***** Passage shown

PDMX: A Large-Scale Public Domain MusicXML Dataset for Symbolic Music Processing
Creators
Description
We introduce PDMX: a Public Domain MusicXML dataset for symbolic music processing. Refer to our paper for more information, and our GitHub repository for any code-related details. Please cite both our paper and our collaborators' paper if you use this dataset (see our GitHub for more information).
Upon further use of the PDMX dataset, we discovered a discrepancy between the public-facing copyright metadata on the MuseScore website and the internal copyright data of the MuseScore files themselves, which affected 31,221 (12.29% of) songs. We have decided to proceed with the former given its public visibility on Musescore (i.e. this is what the MuseScore website presents its users with). We have noted files with conflicting internal licenses in the license_conflict column of PDMX. We recommend using the no_license_conflict subset of PDMX (which still includes 222,856 songs) moving forward.
Additionally, for each song in PDMX, we not only provide the MusicRender and metadata JSON files, but we also try to include the associated compressed MusicXML (MXL), sheet music (PDF), and MIDI (MID) files when available. Due to the corruption of 42 of the original MuseScore files, these songs lack those associated files (since they could not be converted to those formats) and only include the MusicRender and metadata JSON files. The all_valid subset of PDMX describes the songs where all associated files are valid.
Abstract (English)
The recent explosion of generative AI-Music systems has raised numerous concerns over data copyright, licensing music from musicians, and the conflict between open-source AI and large prestige companies. Such issues highlight the need for publicly available, copyright-free musical data, in which there is a large shortage, particularly for symbolic music data. To alleviate this issue, we present PDMX: a large-scale open-source dataset of over 250K public domain MusicXML scores collected from the score-sharing forum MuseScore, making it the largest available copyright-free symbolic music dataset to our knowledge. PDMX additionally includes a wealth of both tag and user interaction metadata, allowing us to efficiently analyze the dataset and filter for high quality user-generated scores. Given the additional metadata afforded by our data collection process, we conduct multitrack music generation experiments evaluating how different representative subsets of PDMX lead to different behaviors in downstream models, and how user-rating statistics can be used as an effective measure of data quality. Examples can be found at https://pnlong.github.io/PDMX.demo/.

**********
***** Material provided

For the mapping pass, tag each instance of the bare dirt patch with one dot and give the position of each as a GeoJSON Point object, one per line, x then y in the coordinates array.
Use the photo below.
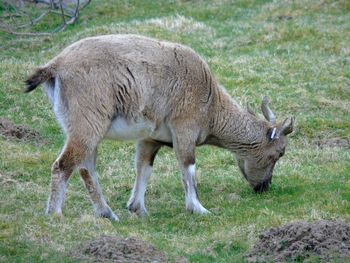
{"type": "Point", "coordinates": [333, 142]}
{"type": "Point", "coordinates": [303, 241]}
{"type": "Point", "coordinates": [10, 130]}
{"type": "Point", "coordinates": [116, 249]}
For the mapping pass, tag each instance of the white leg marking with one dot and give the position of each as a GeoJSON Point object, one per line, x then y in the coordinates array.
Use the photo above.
{"type": "Point", "coordinates": [136, 202]}
{"type": "Point", "coordinates": [192, 202]}
{"type": "Point", "coordinates": [55, 206]}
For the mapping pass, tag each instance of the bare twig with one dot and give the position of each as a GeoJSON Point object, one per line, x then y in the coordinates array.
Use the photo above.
{"type": "Point", "coordinates": [32, 34]}
{"type": "Point", "coordinates": [68, 16]}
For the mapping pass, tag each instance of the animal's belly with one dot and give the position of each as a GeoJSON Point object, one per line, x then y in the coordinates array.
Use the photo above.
{"type": "Point", "coordinates": [124, 130]}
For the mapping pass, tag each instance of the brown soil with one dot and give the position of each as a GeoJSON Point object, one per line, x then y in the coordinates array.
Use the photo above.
{"type": "Point", "coordinates": [10, 130]}
{"type": "Point", "coordinates": [325, 240]}
{"type": "Point", "coordinates": [333, 142]}
{"type": "Point", "coordinates": [116, 249]}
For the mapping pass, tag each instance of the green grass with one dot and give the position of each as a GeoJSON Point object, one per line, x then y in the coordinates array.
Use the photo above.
{"type": "Point", "coordinates": [301, 63]}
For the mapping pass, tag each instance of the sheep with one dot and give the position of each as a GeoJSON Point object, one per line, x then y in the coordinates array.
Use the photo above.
{"type": "Point", "coordinates": [129, 87]}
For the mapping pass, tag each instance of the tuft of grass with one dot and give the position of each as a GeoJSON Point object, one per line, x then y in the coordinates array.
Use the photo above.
{"type": "Point", "coordinates": [297, 53]}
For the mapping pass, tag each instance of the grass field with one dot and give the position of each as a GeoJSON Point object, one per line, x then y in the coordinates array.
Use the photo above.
{"type": "Point", "coordinates": [296, 52]}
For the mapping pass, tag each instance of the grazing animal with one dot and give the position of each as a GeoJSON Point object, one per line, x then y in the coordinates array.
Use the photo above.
{"type": "Point", "coordinates": [129, 87]}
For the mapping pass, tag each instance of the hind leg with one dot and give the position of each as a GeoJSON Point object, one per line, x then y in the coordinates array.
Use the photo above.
{"type": "Point", "coordinates": [87, 172]}
{"type": "Point", "coordinates": [73, 153]}
{"type": "Point", "coordinates": [145, 153]}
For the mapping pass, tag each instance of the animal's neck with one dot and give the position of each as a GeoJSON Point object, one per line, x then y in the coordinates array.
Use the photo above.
{"type": "Point", "coordinates": [233, 127]}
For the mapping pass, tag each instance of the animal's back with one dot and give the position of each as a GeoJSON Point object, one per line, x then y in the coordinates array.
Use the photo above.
{"type": "Point", "coordinates": [143, 74]}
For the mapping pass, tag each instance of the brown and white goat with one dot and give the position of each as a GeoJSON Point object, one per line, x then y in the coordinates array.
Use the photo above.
{"type": "Point", "coordinates": [128, 87]}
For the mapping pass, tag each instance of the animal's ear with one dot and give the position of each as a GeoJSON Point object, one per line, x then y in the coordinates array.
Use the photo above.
{"type": "Point", "coordinates": [287, 126]}
{"type": "Point", "coordinates": [272, 134]}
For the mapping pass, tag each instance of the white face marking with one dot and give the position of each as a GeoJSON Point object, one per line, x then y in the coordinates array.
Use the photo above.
{"type": "Point", "coordinates": [192, 169]}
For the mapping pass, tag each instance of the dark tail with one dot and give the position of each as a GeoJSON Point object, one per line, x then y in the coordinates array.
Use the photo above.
{"type": "Point", "coordinates": [38, 77]}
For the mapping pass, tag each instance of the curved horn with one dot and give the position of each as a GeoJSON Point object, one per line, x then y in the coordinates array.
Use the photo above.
{"type": "Point", "coordinates": [250, 110]}
{"type": "Point", "coordinates": [267, 112]}
{"type": "Point", "coordinates": [287, 126]}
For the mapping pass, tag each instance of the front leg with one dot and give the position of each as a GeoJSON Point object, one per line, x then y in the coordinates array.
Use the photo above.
{"type": "Point", "coordinates": [184, 144]}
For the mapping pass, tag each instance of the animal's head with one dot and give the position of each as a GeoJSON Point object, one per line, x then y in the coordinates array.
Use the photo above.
{"type": "Point", "coordinates": [257, 166]}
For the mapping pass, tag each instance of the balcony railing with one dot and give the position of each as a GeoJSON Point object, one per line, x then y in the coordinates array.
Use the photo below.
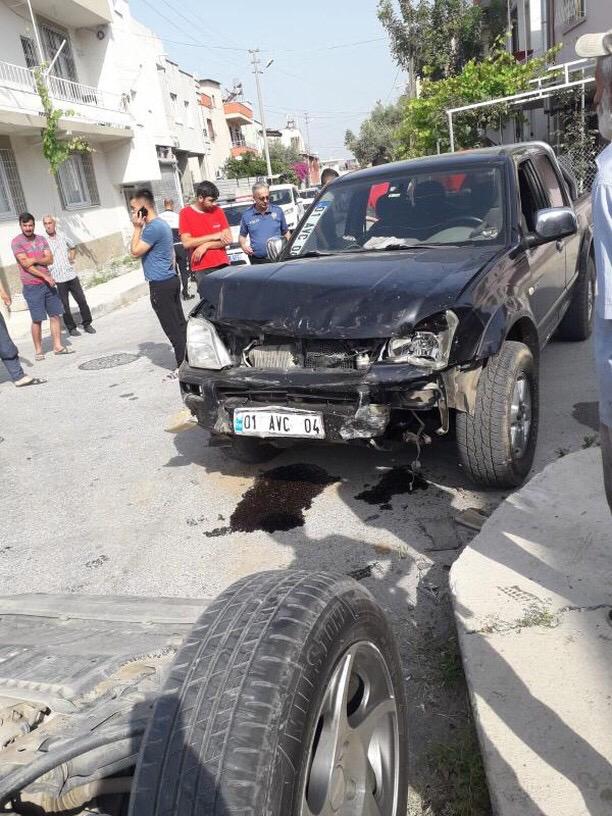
{"type": "Point", "coordinates": [22, 79]}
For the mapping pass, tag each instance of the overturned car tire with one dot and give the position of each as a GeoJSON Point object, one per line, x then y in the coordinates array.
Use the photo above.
{"type": "Point", "coordinates": [286, 699]}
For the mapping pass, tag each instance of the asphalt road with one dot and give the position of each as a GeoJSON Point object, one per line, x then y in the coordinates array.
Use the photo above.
{"type": "Point", "coordinates": [105, 489]}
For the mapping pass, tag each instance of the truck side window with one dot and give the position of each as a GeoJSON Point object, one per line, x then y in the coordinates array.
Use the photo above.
{"type": "Point", "coordinates": [550, 181]}
{"type": "Point", "coordinates": [531, 200]}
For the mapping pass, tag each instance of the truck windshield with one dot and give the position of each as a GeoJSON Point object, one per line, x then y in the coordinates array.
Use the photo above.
{"type": "Point", "coordinates": [235, 213]}
{"type": "Point", "coordinates": [281, 197]}
{"type": "Point", "coordinates": [404, 210]}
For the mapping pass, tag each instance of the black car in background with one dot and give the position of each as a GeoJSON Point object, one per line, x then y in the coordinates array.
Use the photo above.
{"type": "Point", "coordinates": [411, 295]}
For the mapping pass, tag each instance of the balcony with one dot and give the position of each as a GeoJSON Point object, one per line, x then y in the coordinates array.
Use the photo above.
{"type": "Point", "coordinates": [95, 112]}
{"type": "Point", "coordinates": [242, 150]}
{"type": "Point", "coordinates": [237, 113]}
{"type": "Point", "coordinates": [75, 13]}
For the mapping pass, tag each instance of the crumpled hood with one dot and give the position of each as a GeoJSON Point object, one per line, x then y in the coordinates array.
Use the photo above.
{"type": "Point", "coordinates": [343, 296]}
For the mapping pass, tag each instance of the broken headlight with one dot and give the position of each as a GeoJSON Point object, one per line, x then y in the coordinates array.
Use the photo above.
{"type": "Point", "coordinates": [204, 346]}
{"type": "Point", "coordinates": [429, 345]}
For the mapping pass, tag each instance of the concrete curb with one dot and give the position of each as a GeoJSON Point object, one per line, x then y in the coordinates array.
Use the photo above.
{"type": "Point", "coordinates": [531, 595]}
{"type": "Point", "coordinates": [102, 299]}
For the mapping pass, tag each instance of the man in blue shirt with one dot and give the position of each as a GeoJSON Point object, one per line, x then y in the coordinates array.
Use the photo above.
{"type": "Point", "coordinates": [600, 47]}
{"type": "Point", "coordinates": [261, 222]}
{"type": "Point", "coordinates": [152, 241]}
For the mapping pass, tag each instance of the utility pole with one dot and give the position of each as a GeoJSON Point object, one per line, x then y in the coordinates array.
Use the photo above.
{"type": "Point", "coordinates": [41, 53]}
{"type": "Point", "coordinates": [307, 120]}
{"type": "Point", "coordinates": [254, 52]}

**********

Tasks for this exercise.
A – According to the PDMX dataset description, how many songs were affected by the mismatch in copyright data?
B – In the PDMX dataset description, take the part that opens with "Upon further use" and closes with "songs) moving forward.", and write it out again with "mismatch" substituted for "discrepancy".
C – Continue the PDMX dataset description from where it stops.

Task-by-task results.
A – 31,221 songs, which is 12.29% of the dataset.

B –
Upon further use of the PDMX dataset, we discovered a mismatch between the public-facing copyright metadata on the MuseScore website and the internal copyright data of the MuseScore files themselves, which affected 31,221 (12.29% of) songs. We have decided to proceed with the former given its public visibility on Musescore (i.e. this is what the MuseScore website presents its users with). We have noted files with conflicting internal licenses in the license_conflict column of PDMX. We recommend using the no_license_conflict subset of PDMX (which still includes 222,856 songs) moving forward.

C –
Technical info (English)
PDMX.csv
This is the main CSV file for PDMX. Each row represents a different song. Columns include various selected attributes from the metadata, features extracted from the music, and different subsets of the dataset. Each column is described here:
- path: Path to the data (MusicRender JSON) file.
- metadata: Path to the associated metadata (JSON) file. The basename of each file matches the basename of the corresponding file in the path column.
- mxl: Path to the associated compressed MusicXML (MXL) file. The basename of each file matches the basename of the corresponding file in the path column. Values may be N/A, since some of the original MuseScore files are corrupted and thus cannot be converted to compressed MusicXML.
- pdf: Path to the associated sheet music (PDF) file. The basename of each file matches the basename of the corresponding file in the path column. Values may be N/A, since some of the original MuseScore files are corrupted and thus cannot be converted to PDF.
- mid: Path to the associated MIDI (MID) file. The basename of each file matches the basename of the corresponding file in the path column. Values may be N/A, since some of the original MuseScore files are corrupted and thus cannot be converted to MID.
- version: Version of the original MuseScore file.
- is_user_pro: Whether the user who posted the original MuseScore file is a "pro" user (pays for a MuseScore subscription).
- is_user_publisher: Whether the user who posted the original MuseScore file is a music publisher.
- is_user_staff: Whether the user who posted the original MuseScore file is part of MuseScore staff.
- has_paywall: Whether the original MuseScore file had a paywall.
- is_rated: Whether the original MuseScore file had any ratings.
- is_official: Whether the original MuseScore file was an "official" score, a title decided by MuseScore.
- is_original: Whether the original MuseScore file was an original work.
- is_draft: Whether the original MuseScore file was marked as a draft by the user who posted it.
- has_custom_audio: Whether the original MuseScore file has an associated custom audio file (must retrieve the actual audio from the metadata).
- has_custom_video: Whether the original MuseScore file has an associated custom video file (must retrieve the actual video from the metadata).
- n_comments: Number of comments on the original MuseScore file.
- n_favorites: Number of users who favorited the original MuseScore file.
- n_views: Number of views on the original MuseScore file.
- n_ratings: Number of ratings on the original MuseScore file.
- rating: Average rating (out of five stars) of the original MuseScore file. A rating of zero indicates that a song is unrated.
- license: Creative Commons license of the original MuseScore file.
- license_url: Link to the Creative Commons license of the original MuseScore file. Directly related to the license column.
- license_conflict: Whether the song's public-facing copyright metadata license disagrees with the internal copyright license data of the original MuseScore file (i.e. publicy, the song holds a public domain license, but internally, the copyright license data of the original MuseScore file says elsewise).
- genres: Genre(s) associated with the original MuseScore file, separated with a "-" if there are multiple.
- groups: MuseScore group(s) associated with the original MuseScore file, separated with a "-" if there are multiple.
- tags: MuseScore tag(s) associated with the original MuseScore file, separated with a "-" if there are multiple.
- song_name: If available, the name of the song.
- title: If available, the title of the song, oftentimes the same as song_name.
- subtitle: If available, the subtitle of the song.
- artist_name: If available, the name of the artist who created the song.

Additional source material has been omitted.